**Problem:**
Please transcribe the entries below without changing a single character.

Segment Start: Extracted data

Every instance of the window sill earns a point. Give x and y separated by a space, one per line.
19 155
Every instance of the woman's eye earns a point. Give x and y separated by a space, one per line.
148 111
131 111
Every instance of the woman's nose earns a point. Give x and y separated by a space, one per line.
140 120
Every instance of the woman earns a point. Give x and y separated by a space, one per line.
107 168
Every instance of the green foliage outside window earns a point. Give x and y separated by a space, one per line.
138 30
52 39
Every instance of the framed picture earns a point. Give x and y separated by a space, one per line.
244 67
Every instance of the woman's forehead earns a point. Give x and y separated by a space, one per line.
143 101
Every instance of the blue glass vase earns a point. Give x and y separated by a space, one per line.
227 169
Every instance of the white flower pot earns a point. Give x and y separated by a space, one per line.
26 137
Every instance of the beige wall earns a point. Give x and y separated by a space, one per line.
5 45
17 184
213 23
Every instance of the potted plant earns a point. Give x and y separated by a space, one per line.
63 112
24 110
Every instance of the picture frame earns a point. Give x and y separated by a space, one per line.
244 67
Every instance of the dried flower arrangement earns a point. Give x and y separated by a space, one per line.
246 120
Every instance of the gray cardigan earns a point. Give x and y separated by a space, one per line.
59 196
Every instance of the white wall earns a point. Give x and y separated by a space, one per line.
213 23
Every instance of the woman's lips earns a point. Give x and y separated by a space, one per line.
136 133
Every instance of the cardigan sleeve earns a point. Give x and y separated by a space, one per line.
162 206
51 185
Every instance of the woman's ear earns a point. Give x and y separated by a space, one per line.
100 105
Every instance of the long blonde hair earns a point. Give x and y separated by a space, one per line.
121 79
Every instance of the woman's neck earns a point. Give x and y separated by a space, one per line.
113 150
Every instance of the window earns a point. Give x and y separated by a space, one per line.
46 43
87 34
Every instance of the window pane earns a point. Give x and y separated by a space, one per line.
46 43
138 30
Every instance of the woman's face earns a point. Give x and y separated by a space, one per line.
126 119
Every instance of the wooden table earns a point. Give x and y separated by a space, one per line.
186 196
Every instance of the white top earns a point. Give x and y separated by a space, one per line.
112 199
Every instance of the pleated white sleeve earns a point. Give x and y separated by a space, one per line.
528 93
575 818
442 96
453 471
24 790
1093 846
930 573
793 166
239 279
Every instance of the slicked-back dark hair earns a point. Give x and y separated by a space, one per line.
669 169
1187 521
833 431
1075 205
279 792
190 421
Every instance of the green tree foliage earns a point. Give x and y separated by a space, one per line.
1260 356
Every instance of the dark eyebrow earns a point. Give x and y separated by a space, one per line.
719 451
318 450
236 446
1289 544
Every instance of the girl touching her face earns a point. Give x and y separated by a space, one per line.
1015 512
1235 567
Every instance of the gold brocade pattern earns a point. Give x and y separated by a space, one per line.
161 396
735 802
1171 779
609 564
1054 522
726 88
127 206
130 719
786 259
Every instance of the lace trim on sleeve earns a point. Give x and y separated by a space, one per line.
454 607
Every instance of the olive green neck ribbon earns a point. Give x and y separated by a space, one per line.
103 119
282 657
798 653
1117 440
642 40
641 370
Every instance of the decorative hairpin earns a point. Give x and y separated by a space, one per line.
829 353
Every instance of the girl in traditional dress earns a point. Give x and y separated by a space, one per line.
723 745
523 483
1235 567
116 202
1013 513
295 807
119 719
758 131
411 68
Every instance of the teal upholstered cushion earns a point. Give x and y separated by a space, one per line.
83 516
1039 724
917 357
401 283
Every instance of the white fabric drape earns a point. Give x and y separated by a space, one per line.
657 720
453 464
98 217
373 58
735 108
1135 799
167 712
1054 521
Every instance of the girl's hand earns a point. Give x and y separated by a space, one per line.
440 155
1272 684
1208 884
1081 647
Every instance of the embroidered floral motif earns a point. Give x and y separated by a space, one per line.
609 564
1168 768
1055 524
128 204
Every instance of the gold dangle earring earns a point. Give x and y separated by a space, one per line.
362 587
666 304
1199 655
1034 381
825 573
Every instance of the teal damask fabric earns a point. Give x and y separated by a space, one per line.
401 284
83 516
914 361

Segment End: Extracted data

**Answer section:**
Every instance of the window sill earns a point. Give x and y separated by a space, one per line.
19 155
Every instance of the woman's eye earns a point. Give x and y separated by a space, one per line.
148 111
131 111
Every instance of the woman's nose earns a point. Give x and y separated by a space, one per line.
140 120
Every instance of the woman earns a point. Give x and y separated by a space, one per line.
107 168
Every instance of the green foliage outside window earns a point. Give x and y separated by a space, one per line.
138 30
52 39
Every instance of the framed picture earns a point. Give x and y separated by a space, one per line.
244 67
Every instance of the woman's forehead earns a point. Give x and y separated by a space, one per line.
143 101
Every instance of the blue glass vase earns a point. Give x and y separated by a space, one per line.
227 169
Every instance of the white flower pot earns a point. Give x and y separated by a space, one per line.
26 137
Every instance of the beige wall earns a point. Give x and y separated by a space, one per line.
5 45
17 184
213 23
Every instance of the potted plant earns a point. Give x and y separated by a space, one per line.
63 112
24 110
Every instance of the picture frame earns a point. Give x and y separated by a space, one per line.
244 67
Every instance of the dried flower arrangement earns a point. Give x and y separated by a space, one per line.
246 120
Every instance of the gray cardigan earns a point. Give x and y separated by a space, one per line.
59 196
Every instance of the white wall earns a point. Give x and y separated by a space, one per line.
213 23
Every instance of the woman's lips earns a point. Give x and y separated by a space, one per line.
136 133
Every instance of the cardigan sleeve earns a point. Give x and y separated by a space, one per line.
162 206
51 185
Every instance of the woman's ear earns a point. Give x and y separated by a space, one per line.
100 105
Every instance of the long blonde hair earns a point. Give x and y separated by a space, one per line.
121 79
Every instance of the woman's neck earns a point. Give x and y separated by a space, one per line.
113 150
Every instance of the window earns a point. Give x and y separated by a space, one per line.
46 43
87 34
Every instance of the window pane earns a point. Give x and y separated by a space, one per line.
46 43
138 30
Every instance of the woman's face earns a point. Give x and y separated by a space, one per line.
126 119
Every instance of the wooden table earns a point. Give x and y separated by a space, one per line.
186 196
Every instance of the white top earns a point. Give x and y separated by a space, one per line.
112 199
Every instance of the pleated white sleeve earns a point. Give x and y separated by a space, one per line.
528 93
575 818
442 96
453 471
24 790
1093 846
930 573
793 166
239 279
Every instance of the slicked-back dark hair earns a point. Give x and y separated by a space, one per line.
669 169
1187 521
833 431
1075 205
279 792
190 421
Every instance of the green tree foliage earns a point. Give x and y separated by a space, one per line.
1260 356
Every instance of the dark eyebrow earns a point. Give x and y separated by a space, one per line.
719 451
318 450
236 446
1289 544
Every instance of the girl touching her face earns a point. Give x and y separated by a space, one per line.
1015 512
1235 567
Every instance of the gold brocade pattern earns a point. Give x and y separated by a space, one per line.
161 396
735 802
1171 779
609 564
1054 522
726 88
127 206
130 719
786 259
Every instance of the lace trim on sleeve earns a point. Give x and y separated by a space, one per line.
454 607
Every instance of the olive green neck ribbon earns a point. Give x and y separated by a space, one per line.
103 119
282 657
798 653
1117 440
642 40
641 370
Every instance of the decorative hairpin earns a point. Give x and y separated by a space, one per line.
829 353
Every instance of the girl in traditional dress earns a point. Give x and y separated by a space, one per line.
723 745
523 483
1235 567
116 202
1013 513
295 807
119 719
758 131
411 68
Every instance of the teal upholstered cushion earns a point. Give x and y separated by a space, one per line.
83 516
1039 724
917 357
401 283
Every instance of the white fabric drape earns a point. Give x and y separated by a space, one per line.
657 720
453 464
98 217
373 58
735 108
1135 799
167 712
1054 521
Every instance of the girl's hand earns a point. Give x and y separated by a space, one per line.
440 155
1272 684
1208 884
1081 647
Every instance of the embroidered floral motif earns a point. Give x and y separated by a space, one per line.
609 564
1168 768
1055 524
128 204
Every instance of the gold dangle earring earns a point. Give x and y separated by a space, one per line.
362 587
666 304
1199 655
1034 381
825 573
Every instance of the teal damask fabric earns a point. Give x and y separated by a space, one per line.
401 284
83 516
914 361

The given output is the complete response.